REQUEST: Retype the passage from the comment on Orkut's "add as friend" button, starting at "It depends on" and ending at "cool, california-blonde sunset.".

++++ EXTRACT

Posted by: Lina | February 3, 2004 03:58 AM
David, You missed something important, I think. Orkut is not asking you to choose whether Phil is your friend or not. Orkut is allowing you to ask Phil if he wants to add you as his friend.
I blogged at 4 this morning about what happened to Susan Kitchens -- we connected in a special and odd way (and odd for me at this point in the blogging game means odd) -- simply because neither one of us read the "add as friend" button as anything other than that: add as friend.
That could mean Phil's my friend; OR, Hey, Phil, I haven't seen you in ten years!; OR damn, I wish Phil were my friend; or, Phil, wanna be my new friend; or Phil, check out what communities I'm in; or Phil, you know David too?; Or Phil, wanna get laid?
It depends on the clicker and the clickee.
The missing piece is a comment field you could add a little message in when you "add as friend" to explain why. I for one am not going to bother sending pre-add-as-friend emails. Yick. Either be my friend or don't--but go read my profile and my blog and I bet you'll see why I clicked you.
As for the rating stuff, it'll change. Look at the login page. They assumed 20-somethings would jump on this thing by the truckload and run off into the peppy, skinny, way cool, california-blonde sunset.
What they got was US.
hee heee.

++++++++
++++ SUPPLIED INFORMATION

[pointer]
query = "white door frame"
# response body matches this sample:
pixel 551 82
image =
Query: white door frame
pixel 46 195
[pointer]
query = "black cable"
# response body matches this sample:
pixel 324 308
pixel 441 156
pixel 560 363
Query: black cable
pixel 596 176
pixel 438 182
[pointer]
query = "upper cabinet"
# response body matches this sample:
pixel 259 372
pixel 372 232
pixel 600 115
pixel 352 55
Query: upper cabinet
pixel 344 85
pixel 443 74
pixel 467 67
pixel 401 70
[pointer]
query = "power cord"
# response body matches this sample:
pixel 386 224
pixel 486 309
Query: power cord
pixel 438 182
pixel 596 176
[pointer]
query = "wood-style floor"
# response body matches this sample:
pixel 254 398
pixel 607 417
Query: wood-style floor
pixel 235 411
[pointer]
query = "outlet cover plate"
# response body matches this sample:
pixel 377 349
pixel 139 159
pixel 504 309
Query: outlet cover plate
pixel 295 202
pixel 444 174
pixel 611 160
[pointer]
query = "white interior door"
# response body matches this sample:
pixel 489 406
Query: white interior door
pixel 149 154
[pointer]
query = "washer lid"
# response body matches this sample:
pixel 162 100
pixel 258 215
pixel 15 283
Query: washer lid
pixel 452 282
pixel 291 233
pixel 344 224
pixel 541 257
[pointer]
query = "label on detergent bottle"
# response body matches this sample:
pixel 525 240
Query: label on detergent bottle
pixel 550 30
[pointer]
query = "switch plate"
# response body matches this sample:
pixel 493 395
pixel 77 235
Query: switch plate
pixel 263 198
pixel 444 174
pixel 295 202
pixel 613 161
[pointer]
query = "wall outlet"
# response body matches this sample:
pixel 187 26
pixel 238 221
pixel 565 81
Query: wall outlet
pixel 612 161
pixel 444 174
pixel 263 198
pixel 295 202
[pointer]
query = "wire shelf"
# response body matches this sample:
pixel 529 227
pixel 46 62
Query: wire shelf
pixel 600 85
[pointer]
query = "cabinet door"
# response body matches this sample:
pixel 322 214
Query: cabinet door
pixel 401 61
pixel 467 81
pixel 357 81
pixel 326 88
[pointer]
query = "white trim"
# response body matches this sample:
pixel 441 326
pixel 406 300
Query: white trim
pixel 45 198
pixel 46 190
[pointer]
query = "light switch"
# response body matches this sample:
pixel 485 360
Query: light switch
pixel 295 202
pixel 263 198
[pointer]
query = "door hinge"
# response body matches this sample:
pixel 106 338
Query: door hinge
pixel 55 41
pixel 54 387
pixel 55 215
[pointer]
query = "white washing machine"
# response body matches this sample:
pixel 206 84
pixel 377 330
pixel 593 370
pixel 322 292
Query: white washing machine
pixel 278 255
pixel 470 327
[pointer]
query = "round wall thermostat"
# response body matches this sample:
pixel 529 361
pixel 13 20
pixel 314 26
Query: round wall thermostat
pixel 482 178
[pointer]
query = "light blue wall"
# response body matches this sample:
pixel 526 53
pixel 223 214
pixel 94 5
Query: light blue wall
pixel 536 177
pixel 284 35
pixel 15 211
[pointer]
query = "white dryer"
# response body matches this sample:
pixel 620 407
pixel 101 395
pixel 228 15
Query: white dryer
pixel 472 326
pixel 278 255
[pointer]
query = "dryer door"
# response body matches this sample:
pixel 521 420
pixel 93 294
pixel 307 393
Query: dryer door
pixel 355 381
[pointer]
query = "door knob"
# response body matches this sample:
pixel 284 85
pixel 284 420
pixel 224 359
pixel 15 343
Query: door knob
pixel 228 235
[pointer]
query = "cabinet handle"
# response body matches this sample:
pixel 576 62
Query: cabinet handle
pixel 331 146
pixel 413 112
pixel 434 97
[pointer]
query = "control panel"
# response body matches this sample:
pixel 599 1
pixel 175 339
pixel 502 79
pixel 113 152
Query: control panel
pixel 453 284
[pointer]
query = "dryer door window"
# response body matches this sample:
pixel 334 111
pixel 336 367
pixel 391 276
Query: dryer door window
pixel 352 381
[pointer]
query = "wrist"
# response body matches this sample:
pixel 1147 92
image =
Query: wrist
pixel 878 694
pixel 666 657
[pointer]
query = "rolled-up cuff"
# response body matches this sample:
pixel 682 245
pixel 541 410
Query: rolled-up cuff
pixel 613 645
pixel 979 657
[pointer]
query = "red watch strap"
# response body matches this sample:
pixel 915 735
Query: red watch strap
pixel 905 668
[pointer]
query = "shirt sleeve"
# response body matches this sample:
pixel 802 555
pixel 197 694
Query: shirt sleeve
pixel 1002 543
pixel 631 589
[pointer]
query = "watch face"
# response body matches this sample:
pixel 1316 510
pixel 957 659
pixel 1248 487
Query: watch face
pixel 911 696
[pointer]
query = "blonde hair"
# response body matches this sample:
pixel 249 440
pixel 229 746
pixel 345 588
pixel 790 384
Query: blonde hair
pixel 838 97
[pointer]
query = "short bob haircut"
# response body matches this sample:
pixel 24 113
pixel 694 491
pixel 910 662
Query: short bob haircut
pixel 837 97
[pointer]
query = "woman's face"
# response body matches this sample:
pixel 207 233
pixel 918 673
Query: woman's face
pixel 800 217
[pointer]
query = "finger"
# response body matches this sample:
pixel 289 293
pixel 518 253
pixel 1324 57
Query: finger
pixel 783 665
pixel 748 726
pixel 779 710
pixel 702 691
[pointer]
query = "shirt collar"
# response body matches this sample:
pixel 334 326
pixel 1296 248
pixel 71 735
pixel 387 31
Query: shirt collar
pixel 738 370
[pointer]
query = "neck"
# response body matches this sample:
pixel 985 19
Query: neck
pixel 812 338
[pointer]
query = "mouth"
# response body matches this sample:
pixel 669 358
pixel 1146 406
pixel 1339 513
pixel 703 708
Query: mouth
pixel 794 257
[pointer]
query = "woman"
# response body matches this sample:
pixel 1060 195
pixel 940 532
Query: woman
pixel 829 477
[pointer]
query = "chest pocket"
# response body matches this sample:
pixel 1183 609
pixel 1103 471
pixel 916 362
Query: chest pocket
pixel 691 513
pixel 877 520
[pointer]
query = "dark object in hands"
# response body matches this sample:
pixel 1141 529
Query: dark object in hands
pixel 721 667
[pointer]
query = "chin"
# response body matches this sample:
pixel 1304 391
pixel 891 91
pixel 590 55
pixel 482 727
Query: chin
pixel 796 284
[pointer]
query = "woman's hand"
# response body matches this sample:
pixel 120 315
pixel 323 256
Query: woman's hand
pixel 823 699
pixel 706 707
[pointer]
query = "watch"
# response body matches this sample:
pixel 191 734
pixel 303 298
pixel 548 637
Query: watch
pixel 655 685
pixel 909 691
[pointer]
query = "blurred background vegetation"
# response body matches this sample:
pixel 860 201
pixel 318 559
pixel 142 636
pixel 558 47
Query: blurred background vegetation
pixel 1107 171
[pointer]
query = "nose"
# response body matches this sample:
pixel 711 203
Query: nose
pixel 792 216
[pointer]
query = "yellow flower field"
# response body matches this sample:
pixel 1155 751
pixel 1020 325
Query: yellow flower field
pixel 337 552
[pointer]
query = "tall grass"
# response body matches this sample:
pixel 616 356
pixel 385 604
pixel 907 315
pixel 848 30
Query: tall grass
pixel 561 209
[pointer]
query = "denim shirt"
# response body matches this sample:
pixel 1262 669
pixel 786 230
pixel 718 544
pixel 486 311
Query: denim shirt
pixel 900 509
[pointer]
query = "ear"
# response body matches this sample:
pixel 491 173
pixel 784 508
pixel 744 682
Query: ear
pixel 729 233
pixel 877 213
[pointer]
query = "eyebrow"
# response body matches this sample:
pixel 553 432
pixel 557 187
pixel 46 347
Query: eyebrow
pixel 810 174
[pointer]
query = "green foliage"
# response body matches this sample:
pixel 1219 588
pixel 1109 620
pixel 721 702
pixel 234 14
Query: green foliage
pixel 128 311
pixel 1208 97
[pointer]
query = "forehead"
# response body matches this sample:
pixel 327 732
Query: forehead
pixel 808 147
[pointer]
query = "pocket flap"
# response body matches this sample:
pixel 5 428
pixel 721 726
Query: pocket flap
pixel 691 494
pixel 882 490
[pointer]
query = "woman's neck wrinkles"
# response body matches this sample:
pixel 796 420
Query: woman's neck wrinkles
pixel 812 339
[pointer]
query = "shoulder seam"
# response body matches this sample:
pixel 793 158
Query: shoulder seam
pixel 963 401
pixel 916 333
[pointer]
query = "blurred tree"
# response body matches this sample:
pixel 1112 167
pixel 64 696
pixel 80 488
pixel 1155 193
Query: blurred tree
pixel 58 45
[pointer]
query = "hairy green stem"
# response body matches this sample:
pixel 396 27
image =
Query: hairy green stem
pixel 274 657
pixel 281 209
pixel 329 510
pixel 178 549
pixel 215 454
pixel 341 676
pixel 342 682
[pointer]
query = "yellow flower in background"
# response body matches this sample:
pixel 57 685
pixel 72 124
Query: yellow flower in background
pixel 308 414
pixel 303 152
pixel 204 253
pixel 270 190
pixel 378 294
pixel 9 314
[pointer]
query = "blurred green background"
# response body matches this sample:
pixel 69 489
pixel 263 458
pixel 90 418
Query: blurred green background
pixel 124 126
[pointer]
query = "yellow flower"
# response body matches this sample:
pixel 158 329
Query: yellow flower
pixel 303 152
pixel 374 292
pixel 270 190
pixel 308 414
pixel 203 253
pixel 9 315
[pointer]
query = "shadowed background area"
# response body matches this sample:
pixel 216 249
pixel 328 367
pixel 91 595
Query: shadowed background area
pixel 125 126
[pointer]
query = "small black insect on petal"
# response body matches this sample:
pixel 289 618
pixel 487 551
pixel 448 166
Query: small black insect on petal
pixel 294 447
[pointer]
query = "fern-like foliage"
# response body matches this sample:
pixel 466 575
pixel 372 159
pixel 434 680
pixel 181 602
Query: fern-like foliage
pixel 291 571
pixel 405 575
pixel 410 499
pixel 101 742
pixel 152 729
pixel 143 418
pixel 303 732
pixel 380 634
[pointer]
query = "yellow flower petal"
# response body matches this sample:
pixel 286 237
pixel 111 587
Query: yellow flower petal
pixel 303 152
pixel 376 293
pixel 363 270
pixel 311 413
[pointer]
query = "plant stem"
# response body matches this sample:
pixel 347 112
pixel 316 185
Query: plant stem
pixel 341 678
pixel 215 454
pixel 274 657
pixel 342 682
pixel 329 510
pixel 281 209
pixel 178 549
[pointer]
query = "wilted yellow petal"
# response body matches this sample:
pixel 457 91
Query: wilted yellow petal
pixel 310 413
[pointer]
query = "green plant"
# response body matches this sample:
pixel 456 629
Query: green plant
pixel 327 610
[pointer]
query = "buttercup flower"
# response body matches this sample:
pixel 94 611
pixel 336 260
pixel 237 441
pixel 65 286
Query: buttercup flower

++++++++

EXERCISE OUTPUT:
It depends on the clicker and the clickee.
The missing piece is a comment field you could add a little message in when you "add as friend" to explain why. I for one am not going to bother sending pre-add-as-friend emails. Yick. Either be my friend or don't--but go read my profile and my blog and I bet you'll see why I clicked you.
As for the rating stuff, it'll change. Look at the login page. They assumed 20-somethings would jump on this thing by the truckload and run off into the peppy, skinny, way cool, california-blonde sunset.